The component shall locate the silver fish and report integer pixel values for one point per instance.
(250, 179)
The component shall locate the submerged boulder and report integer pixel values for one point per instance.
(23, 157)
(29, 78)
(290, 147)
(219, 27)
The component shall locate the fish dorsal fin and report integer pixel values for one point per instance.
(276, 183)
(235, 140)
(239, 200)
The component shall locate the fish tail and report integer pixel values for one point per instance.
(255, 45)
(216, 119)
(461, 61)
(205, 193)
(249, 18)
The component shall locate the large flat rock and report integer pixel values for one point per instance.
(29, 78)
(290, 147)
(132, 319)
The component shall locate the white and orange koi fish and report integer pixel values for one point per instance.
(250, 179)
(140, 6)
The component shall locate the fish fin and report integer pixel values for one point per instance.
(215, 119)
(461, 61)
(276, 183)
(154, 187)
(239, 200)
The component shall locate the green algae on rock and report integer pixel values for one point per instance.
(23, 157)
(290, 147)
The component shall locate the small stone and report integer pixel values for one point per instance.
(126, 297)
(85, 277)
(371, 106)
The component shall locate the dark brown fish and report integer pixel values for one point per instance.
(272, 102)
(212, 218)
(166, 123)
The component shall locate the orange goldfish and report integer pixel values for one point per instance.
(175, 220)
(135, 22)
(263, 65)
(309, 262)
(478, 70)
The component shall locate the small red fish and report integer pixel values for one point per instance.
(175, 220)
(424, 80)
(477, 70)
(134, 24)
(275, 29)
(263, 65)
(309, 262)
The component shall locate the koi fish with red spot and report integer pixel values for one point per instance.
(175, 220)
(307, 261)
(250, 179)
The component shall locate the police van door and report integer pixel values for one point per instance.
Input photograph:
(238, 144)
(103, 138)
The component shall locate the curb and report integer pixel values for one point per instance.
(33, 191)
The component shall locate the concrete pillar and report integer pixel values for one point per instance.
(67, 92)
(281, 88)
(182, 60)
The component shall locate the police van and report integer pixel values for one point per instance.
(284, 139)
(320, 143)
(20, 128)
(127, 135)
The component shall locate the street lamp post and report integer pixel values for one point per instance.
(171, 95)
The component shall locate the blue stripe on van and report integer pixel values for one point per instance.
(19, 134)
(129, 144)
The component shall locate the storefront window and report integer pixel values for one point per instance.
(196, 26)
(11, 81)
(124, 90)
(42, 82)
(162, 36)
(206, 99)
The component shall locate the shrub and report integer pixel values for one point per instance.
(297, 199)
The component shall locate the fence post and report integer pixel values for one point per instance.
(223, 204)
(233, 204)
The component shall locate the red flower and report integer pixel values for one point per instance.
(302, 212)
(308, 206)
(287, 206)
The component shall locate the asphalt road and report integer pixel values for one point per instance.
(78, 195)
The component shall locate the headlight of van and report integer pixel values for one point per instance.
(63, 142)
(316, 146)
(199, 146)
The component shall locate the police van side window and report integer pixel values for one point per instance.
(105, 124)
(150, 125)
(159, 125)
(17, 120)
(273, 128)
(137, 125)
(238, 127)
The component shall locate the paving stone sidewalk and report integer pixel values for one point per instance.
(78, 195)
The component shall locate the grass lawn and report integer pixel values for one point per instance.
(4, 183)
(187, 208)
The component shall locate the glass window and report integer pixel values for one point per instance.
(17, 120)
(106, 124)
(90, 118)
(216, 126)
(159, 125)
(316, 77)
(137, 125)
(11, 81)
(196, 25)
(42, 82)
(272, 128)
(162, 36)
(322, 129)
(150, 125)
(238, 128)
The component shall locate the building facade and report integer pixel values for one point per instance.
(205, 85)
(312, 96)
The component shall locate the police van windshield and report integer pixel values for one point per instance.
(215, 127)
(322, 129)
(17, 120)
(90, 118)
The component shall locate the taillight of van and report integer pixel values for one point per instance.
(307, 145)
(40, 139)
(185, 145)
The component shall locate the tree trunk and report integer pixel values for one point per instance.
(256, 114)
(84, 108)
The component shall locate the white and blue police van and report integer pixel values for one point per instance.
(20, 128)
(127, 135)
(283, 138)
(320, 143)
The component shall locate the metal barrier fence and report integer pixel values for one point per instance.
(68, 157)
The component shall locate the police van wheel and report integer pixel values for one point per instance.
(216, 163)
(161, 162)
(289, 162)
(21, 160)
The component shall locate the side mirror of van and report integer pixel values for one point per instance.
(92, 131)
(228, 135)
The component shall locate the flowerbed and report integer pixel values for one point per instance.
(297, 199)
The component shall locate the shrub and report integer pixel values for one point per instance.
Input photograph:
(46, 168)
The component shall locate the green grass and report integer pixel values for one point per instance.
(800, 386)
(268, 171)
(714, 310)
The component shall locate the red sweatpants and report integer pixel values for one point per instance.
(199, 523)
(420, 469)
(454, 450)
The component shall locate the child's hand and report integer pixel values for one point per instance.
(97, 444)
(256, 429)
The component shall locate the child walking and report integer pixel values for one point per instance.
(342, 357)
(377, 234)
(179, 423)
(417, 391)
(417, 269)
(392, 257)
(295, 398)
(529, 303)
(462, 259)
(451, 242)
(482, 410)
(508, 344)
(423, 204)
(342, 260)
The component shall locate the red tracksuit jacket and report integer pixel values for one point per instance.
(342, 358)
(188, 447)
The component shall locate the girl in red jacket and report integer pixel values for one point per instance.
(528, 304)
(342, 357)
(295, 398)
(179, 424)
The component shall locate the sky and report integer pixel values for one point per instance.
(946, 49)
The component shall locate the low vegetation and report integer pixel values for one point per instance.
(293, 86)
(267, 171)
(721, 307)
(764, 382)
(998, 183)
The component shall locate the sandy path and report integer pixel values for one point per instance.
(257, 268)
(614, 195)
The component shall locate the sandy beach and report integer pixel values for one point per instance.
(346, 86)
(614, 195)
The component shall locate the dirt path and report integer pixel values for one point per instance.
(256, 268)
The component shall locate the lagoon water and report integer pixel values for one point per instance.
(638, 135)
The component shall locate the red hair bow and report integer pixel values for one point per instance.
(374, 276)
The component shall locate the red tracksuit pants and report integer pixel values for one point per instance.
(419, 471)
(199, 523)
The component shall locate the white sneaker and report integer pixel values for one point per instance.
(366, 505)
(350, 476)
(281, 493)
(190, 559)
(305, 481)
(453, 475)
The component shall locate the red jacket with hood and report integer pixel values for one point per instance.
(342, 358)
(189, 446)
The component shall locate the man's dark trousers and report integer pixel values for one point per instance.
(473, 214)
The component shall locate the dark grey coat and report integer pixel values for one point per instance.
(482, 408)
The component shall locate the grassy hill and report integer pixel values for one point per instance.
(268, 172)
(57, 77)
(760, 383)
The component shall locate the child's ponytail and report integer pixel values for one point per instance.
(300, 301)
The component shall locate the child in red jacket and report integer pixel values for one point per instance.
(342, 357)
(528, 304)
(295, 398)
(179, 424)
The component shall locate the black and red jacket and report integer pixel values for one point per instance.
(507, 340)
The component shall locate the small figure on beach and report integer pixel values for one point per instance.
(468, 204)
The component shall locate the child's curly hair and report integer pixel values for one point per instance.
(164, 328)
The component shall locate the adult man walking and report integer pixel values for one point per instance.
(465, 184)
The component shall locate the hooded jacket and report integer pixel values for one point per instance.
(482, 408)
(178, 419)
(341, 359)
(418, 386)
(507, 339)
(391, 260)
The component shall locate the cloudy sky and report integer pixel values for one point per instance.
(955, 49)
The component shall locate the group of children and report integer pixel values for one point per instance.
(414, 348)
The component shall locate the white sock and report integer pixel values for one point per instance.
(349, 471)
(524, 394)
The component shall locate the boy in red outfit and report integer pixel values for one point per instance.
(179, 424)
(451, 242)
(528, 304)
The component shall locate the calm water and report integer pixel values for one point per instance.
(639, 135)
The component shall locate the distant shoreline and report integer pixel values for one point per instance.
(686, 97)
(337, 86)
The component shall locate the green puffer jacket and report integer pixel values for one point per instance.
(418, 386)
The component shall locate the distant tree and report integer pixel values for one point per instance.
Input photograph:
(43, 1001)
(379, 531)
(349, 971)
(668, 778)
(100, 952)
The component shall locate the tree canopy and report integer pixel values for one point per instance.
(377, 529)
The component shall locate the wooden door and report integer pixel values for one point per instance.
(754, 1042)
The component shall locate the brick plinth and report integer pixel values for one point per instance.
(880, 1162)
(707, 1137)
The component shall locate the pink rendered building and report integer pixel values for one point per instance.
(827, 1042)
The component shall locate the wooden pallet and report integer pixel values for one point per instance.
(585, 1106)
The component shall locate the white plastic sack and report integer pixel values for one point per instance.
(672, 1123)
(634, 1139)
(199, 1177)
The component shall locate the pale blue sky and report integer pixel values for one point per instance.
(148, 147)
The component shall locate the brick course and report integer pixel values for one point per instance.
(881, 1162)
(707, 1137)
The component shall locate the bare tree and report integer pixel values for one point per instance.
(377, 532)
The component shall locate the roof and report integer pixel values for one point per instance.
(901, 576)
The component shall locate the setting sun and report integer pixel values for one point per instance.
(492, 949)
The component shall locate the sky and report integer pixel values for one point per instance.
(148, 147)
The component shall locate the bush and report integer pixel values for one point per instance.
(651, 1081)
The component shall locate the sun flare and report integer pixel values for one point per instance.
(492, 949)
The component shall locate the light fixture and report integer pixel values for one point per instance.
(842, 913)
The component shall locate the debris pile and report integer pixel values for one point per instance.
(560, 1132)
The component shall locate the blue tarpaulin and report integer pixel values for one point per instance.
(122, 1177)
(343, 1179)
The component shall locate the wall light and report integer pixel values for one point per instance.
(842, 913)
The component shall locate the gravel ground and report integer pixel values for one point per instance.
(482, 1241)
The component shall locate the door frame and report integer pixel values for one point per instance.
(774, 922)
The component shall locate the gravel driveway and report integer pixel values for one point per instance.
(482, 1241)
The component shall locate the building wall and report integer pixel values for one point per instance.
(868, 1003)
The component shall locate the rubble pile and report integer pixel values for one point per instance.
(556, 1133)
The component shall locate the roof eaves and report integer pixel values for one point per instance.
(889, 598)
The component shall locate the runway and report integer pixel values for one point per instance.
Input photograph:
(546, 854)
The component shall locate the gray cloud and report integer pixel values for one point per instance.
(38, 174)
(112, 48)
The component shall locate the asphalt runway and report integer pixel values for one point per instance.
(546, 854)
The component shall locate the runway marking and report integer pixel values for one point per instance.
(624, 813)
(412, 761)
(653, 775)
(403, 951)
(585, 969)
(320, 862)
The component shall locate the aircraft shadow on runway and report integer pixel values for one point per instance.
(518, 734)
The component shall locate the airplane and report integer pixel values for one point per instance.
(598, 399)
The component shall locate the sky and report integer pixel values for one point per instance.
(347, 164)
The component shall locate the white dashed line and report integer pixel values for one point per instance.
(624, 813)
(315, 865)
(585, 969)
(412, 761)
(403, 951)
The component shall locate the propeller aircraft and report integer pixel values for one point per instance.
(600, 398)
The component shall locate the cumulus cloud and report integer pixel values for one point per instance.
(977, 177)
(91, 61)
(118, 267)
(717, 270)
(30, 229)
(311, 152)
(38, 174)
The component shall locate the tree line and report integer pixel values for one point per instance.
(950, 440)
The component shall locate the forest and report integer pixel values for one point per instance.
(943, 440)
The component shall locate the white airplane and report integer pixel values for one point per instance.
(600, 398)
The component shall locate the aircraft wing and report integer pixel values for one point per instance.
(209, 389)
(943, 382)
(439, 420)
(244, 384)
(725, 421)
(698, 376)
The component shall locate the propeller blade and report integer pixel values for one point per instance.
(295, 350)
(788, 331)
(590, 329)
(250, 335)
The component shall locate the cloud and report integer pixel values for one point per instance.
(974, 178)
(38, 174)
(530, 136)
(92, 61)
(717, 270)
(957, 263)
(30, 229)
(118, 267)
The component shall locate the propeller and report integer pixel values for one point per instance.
━━━
**WORK ORDER**
Copy out only the lines from the one containing "The component shall locate the aircraft wing" down to the last line of the material, keeping both ends.

**RESPONSE TO THIS TASK**
The component shall locate the aircraft wing and report integer pixel values for one point per instance.
(209, 389)
(943, 382)
(439, 420)
(244, 384)
(725, 421)
(698, 376)
The component shall locate the propeller blade and report integer pixel values for one point per instance.
(295, 350)
(788, 331)
(590, 329)
(250, 335)
The component shall locate the cloud and report integer pixel values for one point per instance.
(974, 178)
(38, 174)
(530, 136)
(92, 61)
(717, 270)
(957, 263)
(30, 229)
(118, 267)
The component shall locate the propeller and report integer pixel values for one point per instance.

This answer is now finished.